***** The data *****

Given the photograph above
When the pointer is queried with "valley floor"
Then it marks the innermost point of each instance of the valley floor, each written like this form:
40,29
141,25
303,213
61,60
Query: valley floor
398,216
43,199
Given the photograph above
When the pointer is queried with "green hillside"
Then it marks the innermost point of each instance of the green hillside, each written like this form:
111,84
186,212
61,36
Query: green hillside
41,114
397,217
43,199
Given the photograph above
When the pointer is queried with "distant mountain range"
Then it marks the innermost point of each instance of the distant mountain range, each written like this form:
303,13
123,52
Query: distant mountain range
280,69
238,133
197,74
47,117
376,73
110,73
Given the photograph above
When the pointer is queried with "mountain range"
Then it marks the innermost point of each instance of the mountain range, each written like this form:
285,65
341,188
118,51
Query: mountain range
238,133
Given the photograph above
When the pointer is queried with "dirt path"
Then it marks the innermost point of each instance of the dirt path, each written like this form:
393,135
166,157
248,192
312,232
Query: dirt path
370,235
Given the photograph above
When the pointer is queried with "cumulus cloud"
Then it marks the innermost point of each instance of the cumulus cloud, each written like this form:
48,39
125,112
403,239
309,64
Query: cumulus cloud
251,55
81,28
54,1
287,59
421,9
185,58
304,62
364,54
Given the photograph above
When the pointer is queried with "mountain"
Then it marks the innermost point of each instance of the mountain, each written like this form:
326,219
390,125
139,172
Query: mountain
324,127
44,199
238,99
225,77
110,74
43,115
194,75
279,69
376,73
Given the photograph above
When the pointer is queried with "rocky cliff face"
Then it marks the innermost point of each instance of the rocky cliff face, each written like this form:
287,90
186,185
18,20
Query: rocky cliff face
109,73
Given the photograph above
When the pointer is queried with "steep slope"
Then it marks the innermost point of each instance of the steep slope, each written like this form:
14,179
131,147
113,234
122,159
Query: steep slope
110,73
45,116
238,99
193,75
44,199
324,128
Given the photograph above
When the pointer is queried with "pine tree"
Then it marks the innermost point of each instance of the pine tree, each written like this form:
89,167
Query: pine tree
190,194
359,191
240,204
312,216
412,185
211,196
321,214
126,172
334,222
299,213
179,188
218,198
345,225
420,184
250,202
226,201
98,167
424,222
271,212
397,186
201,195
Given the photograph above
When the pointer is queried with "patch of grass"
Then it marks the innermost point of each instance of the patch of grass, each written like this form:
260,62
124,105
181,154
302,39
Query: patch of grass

*****

■ **The problem**:
Could you reproduce every record exactly as shown above?

■ **Solution to this exercise**:
Given the photograph above
When the pointer is queried with "valley floor"
Then it marks the innermost point of each instance of the valley floor, each written like this form:
40,29
141,25
303,213
61,60
Query: valley floor
398,216
43,199
Given the photograph above
When the pointer is queried with "green hillside"
Then it marks the innermost point of each instance of the green hillside, each written like this form:
111,84
186,212
61,36
Query: green hillside
41,114
397,217
43,199
Given the photograph above
When the pointer is queried with "distant mountain range"
Then it marks the innermost point of each instance of the distant mountain range, each written like this form:
303,13
123,52
Query: distant mountain range
280,69
238,133
197,74
47,117
376,73
110,73
Given the photograph above
When the pointer is queried with "mountain range"
Then it marks the innermost point of each instance of the mountain range, each written like this form:
285,65
341,188
118,51
Query: mountain range
238,133
Given the photograph above
When the pointer is queried with "dirt path"
Then it marks the innermost point of each instance of the dirt path, each written like this form:
393,135
166,157
248,192
312,232
Query: dirt path
370,235
Given the photograph above
When the pointer is queried with "cumulus cloud"
Then it marks the innermost point of each instance of the cumulus cloud, each written like this form:
48,39
125,112
403,239
309,64
Query: cumulus cloud
251,55
81,28
54,1
287,59
421,9
185,58
304,62
364,54
Given the photograph above
When the pointer is queried with "mountain"
Then it marks the innermost point of each instance of the mountain, each written like this form:
326,219
390,125
139,172
Query: mountain
324,127
44,199
238,99
225,77
110,74
43,115
194,75
279,69
376,73
Given the photograph above
When the pointer is queried with "rocky cliff face"
Then it marks the innermost point of each instance of the rocky cliff face, each written like this form:
287,90
186,185
18,20
Query: rocky cliff face
109,73
Given the photograph above
When the pointer is queried with "steep slope"
Then it marks the innermost point of each instance of the steep slope, each written like this form:
14,179
131,147
113,234
122,159
Query: steep slope
110,73
45,116
238,99
193,75
44,199
324,128
Given the photograph above
When the pointer is queried with "pine tree"
Then it marks the innermost point of each instance of the pine tree, each written like this form:
89,167
Query: pine tree
190,194
359,191
240,204
312,216
412,185
211,196
321,214
126,172
334,222
299,213
179,188
218,198
345,225
420,184
250,202
226,201
98,167
424,222
271,212
397,186
201,195
Given the photograph above
When the pointer is queried with "patch of grass"
Then it marks the innermost point of each instance of the patch of grass, each written like this form:
260,62
124,105
181,154
302,39
Query: patch of grass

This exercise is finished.